▶ [Given passage]
------------------------
Seeing Through the Smoke: Protecting Your Eye Health from the Hazards of Smoking

When “smoke gets in your eyes” – as the vintage song goes – it can do worse harm than causing irritation and tears. According to the FDA, damage from smoking can make your vision cloudy, reduce your field of vision, or even cause you to lose your eyesight completely. That’s why the doctors at Atlantic Eye support National No Smoking Day on March 13th, as a reminder that not smoking, and avoiding secondhand smoke, is so important to maintaining clear eyesight and vision.

But what about vaping? According to the American Academy of Ophthalmologists, smoke from vaping contains chemicals that carry known and unknown risks for the eyes. Studies have shown that using both cigarettes and e-cigarettes causes eye symptoms that are worse and more frequent than using only one product.

Let’s consider some of the eye problems made worse by smoking, vaping, or a combination of the two:

  • Dry eye. Smoking with dry eye will make your eyes more likely to feel scratchy, sting, burn or be red.
  • Cataracts. If you smoke, you are at increased risk for getting cataracts, which cause blurry vision and make colors look faded. Cataracts are removed with surgery.
------------------------
▶ [Record excerpts]

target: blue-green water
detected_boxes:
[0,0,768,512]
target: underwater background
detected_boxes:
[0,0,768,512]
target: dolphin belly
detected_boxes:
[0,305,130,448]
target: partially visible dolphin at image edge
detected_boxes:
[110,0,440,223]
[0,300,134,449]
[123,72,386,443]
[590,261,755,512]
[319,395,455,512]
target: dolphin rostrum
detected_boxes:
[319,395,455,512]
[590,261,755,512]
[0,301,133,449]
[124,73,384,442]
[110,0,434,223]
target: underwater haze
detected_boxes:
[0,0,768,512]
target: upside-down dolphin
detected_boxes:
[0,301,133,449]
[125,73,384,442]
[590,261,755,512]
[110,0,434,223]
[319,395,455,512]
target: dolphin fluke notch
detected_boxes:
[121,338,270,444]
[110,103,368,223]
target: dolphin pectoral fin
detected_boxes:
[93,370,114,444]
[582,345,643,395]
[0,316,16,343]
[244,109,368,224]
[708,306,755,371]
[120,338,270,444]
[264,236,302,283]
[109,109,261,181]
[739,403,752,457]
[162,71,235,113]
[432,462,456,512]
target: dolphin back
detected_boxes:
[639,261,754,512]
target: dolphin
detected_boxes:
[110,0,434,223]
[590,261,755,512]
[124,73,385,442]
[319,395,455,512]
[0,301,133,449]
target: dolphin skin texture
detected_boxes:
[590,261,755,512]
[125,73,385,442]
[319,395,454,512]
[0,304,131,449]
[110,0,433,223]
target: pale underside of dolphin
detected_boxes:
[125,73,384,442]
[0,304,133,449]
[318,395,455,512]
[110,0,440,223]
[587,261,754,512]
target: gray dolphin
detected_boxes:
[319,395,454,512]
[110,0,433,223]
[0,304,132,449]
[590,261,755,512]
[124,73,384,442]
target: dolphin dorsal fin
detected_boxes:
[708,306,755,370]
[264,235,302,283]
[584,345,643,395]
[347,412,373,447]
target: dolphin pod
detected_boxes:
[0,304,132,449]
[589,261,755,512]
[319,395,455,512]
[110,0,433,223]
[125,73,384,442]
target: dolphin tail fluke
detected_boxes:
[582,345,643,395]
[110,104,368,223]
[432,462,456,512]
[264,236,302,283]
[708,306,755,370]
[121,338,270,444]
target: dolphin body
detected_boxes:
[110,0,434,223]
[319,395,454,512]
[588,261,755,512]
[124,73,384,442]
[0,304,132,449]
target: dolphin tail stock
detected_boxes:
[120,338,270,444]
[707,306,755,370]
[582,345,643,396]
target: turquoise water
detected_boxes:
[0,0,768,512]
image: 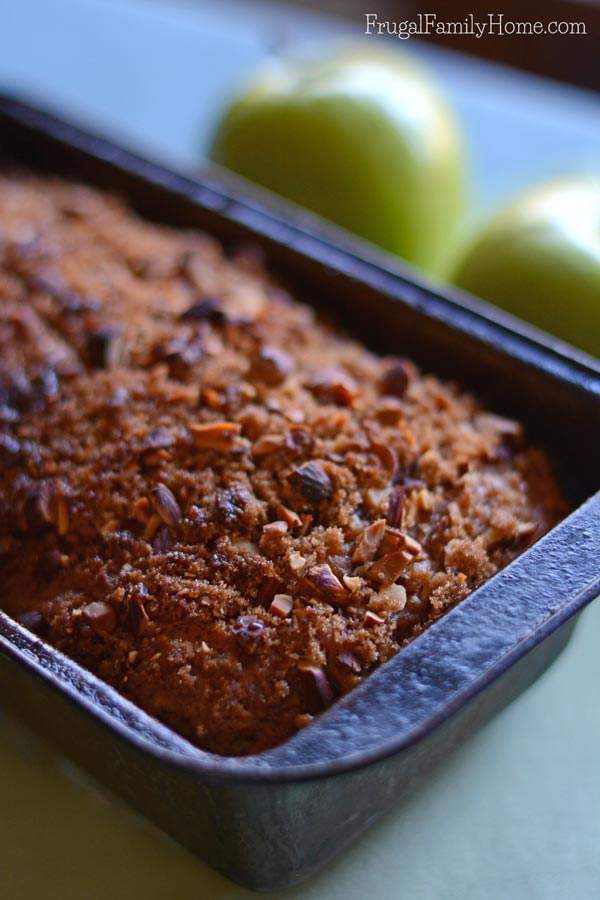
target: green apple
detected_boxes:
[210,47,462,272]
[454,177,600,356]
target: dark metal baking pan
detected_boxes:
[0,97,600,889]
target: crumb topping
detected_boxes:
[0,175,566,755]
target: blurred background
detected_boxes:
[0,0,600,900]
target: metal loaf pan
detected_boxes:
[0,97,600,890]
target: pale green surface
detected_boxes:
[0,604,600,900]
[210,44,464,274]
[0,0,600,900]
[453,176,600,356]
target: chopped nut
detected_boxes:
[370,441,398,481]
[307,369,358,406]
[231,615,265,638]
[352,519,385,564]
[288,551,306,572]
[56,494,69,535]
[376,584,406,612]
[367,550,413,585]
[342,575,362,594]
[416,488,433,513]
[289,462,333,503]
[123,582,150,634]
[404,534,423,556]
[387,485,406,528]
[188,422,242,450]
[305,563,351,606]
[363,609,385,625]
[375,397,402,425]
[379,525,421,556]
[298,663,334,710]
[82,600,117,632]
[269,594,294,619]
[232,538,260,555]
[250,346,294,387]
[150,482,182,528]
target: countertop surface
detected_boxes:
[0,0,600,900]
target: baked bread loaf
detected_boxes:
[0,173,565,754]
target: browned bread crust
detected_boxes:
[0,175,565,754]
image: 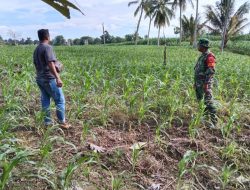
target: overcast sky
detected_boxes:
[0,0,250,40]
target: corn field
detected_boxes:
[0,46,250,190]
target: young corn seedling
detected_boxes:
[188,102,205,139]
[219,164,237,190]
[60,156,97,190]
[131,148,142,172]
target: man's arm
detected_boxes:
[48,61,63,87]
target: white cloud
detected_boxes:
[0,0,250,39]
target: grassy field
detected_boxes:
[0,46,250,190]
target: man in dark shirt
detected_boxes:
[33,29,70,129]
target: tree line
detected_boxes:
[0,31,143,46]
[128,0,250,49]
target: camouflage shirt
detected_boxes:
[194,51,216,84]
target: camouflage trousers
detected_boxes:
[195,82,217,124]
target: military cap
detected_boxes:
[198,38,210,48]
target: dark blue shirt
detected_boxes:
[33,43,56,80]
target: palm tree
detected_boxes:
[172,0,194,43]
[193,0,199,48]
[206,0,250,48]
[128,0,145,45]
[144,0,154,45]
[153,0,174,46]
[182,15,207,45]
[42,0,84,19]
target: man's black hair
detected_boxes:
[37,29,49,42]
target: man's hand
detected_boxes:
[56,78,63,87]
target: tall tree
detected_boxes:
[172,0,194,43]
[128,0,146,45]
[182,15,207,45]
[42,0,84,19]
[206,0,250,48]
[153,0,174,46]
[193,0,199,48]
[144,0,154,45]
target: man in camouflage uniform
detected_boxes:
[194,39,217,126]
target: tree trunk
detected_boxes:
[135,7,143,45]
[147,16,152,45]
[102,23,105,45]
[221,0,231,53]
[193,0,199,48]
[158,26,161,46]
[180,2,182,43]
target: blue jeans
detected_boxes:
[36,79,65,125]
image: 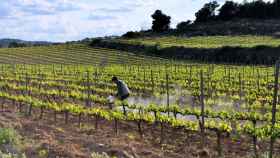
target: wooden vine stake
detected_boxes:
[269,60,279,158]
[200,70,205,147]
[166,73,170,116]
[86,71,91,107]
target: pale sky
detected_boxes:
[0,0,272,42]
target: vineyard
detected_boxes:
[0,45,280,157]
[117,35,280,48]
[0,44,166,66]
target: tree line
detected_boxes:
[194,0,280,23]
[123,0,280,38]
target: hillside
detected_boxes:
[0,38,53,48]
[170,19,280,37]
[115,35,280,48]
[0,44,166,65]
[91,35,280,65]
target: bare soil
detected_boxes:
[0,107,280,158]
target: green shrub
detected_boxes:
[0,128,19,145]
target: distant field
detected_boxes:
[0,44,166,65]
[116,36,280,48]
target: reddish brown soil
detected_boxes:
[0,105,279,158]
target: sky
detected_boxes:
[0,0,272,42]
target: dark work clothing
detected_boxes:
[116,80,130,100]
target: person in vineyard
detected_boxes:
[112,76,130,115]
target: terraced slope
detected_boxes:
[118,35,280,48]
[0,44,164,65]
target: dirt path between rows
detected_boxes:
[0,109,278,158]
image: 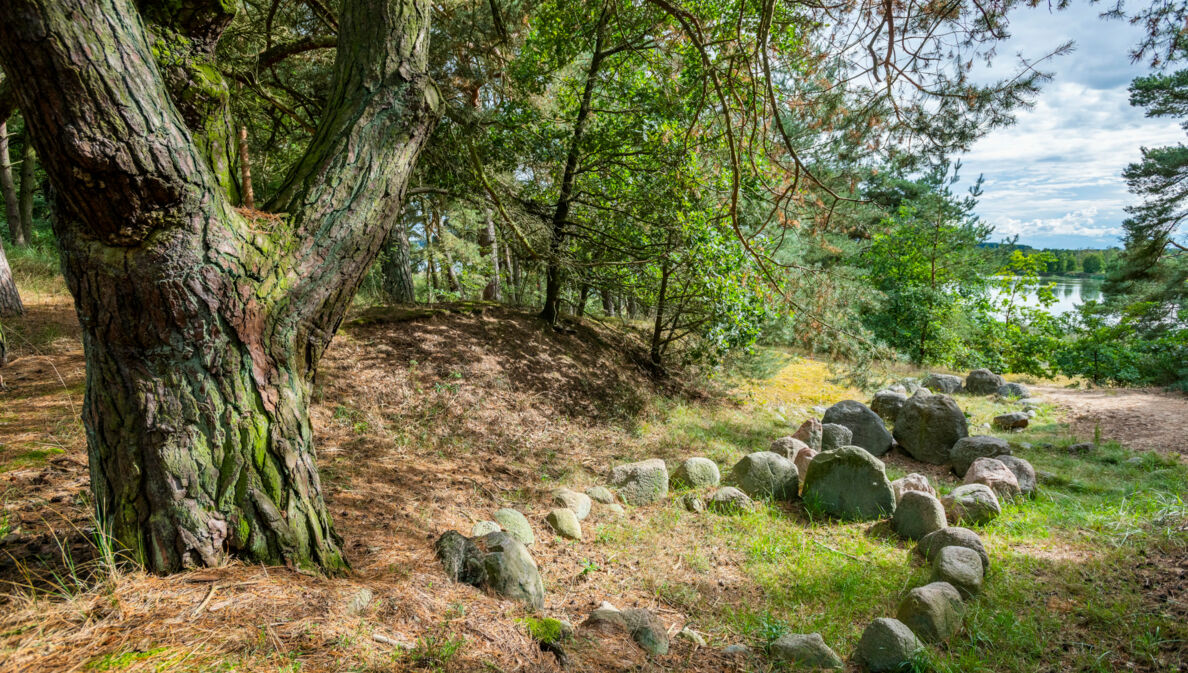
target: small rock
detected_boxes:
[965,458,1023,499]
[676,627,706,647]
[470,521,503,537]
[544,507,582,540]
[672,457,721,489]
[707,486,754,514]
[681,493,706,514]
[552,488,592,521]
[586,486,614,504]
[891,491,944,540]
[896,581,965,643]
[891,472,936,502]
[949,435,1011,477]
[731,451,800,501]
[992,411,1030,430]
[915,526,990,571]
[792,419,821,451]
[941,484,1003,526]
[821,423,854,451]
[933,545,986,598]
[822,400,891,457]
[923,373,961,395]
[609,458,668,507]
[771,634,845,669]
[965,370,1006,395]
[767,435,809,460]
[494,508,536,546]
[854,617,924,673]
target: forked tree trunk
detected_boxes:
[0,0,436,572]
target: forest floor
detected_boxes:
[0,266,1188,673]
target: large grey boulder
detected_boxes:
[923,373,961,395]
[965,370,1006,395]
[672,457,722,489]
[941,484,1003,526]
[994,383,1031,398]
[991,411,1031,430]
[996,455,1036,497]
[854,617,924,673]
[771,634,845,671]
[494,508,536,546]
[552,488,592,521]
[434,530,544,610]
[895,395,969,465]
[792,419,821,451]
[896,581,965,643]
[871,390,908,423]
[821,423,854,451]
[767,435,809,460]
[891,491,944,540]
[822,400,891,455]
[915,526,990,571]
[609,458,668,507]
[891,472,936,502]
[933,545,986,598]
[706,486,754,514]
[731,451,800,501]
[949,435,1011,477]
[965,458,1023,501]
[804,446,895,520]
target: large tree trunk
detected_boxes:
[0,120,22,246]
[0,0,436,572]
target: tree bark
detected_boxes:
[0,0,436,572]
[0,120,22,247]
------------------------
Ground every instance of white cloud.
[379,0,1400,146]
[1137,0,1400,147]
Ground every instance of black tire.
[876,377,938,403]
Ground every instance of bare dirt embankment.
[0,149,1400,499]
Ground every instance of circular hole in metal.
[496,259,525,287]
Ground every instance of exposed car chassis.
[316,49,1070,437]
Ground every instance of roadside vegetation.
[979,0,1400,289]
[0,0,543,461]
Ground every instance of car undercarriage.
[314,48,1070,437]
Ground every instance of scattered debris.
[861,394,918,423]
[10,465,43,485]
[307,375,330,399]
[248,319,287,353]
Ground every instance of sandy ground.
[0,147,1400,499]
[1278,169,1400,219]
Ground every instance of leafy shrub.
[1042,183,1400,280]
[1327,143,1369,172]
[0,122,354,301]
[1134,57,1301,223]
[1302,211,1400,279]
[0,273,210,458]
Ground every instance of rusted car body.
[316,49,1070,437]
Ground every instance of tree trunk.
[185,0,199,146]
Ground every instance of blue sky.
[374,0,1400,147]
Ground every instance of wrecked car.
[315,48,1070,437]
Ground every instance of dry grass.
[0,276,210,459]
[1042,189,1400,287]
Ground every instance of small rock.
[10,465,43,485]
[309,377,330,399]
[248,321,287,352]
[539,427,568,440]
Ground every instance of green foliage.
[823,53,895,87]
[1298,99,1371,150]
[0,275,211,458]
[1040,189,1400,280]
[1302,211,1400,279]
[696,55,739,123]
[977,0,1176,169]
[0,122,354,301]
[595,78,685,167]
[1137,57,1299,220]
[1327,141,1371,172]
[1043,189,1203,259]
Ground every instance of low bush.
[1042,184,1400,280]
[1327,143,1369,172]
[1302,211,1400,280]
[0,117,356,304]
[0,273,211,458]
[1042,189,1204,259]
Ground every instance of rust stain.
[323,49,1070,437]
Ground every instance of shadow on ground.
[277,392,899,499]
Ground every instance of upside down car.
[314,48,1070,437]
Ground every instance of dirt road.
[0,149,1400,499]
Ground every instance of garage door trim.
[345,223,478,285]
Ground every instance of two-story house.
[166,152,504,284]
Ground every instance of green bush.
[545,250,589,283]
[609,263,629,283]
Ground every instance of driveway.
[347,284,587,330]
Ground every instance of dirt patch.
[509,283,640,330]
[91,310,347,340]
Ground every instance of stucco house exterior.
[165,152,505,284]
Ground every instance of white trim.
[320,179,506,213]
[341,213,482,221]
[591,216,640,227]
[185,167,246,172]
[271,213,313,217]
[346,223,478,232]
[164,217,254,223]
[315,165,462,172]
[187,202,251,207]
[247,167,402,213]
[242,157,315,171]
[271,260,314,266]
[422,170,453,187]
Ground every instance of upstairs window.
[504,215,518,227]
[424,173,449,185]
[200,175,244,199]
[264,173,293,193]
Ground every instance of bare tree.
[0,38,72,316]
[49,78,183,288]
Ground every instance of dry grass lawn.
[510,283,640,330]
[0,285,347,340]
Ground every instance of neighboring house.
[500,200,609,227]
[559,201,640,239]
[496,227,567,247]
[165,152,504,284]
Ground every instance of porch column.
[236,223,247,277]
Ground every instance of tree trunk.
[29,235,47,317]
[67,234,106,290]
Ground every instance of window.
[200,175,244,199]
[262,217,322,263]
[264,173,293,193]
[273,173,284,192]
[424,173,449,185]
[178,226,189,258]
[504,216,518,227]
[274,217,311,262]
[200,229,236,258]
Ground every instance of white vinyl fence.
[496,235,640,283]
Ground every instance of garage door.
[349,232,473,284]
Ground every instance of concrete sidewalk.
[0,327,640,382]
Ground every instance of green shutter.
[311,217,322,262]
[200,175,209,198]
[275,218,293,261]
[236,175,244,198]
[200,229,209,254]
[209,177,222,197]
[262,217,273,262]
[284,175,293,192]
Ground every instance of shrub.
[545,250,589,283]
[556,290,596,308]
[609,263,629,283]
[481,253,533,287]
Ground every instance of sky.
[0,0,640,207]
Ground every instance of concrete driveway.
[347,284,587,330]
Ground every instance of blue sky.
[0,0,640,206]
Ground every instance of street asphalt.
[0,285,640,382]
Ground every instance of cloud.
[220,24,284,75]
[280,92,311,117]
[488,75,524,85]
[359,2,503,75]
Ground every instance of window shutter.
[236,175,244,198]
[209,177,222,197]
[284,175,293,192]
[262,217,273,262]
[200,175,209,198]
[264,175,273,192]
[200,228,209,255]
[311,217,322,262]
------------------------
▶ [Task to complete] Continue the text on smoking and eye health from where it stops.

▶ [Response below]
  • Age-related macular degeneration (AMD). With AMD, you lose your central vision and cannot see fine details. There are treatments for AMD, but there is no cure. Studies show that smokers and ex-smokers are more likely to get AMD than people who never smoked.
  • Diabetic retinopathy. Smokers who also have diabetes are at risk for diabetic retinopathy. For more on preventing this serious eye disease, see
  • Optic nerve problems.  The optic nerve connects the eye to the brain. Damage to this nerve can lead to blindness.
  • Glaucoma. Smoking can increase risk factors that can lead to glaucoma – another eye disease that affects the optic nerve.
  • Uveitis. The uvea is the middle layer of the eye wall. Uveitis is when this layer becomes irritated, causing a red eye, pain, and vision problems.
  • Graves’ disease. One of the symptoms of Graves’ disease is bulging eyes. Smokers who have this thyroid disorder risk having their eye condition get worse. They can also lose vision.

It’s clear that smoking cigarettes and/or vaping can increase your risk for worsening eye diseases that may lead to vision loss and blindness. At Atlantic Eye, we’re cheerleaders for National No Smoking Day! Today and every day, all year long, quitting smoking and avoiding second-hand smoke are some of the best investments you can make in your long-term eye health.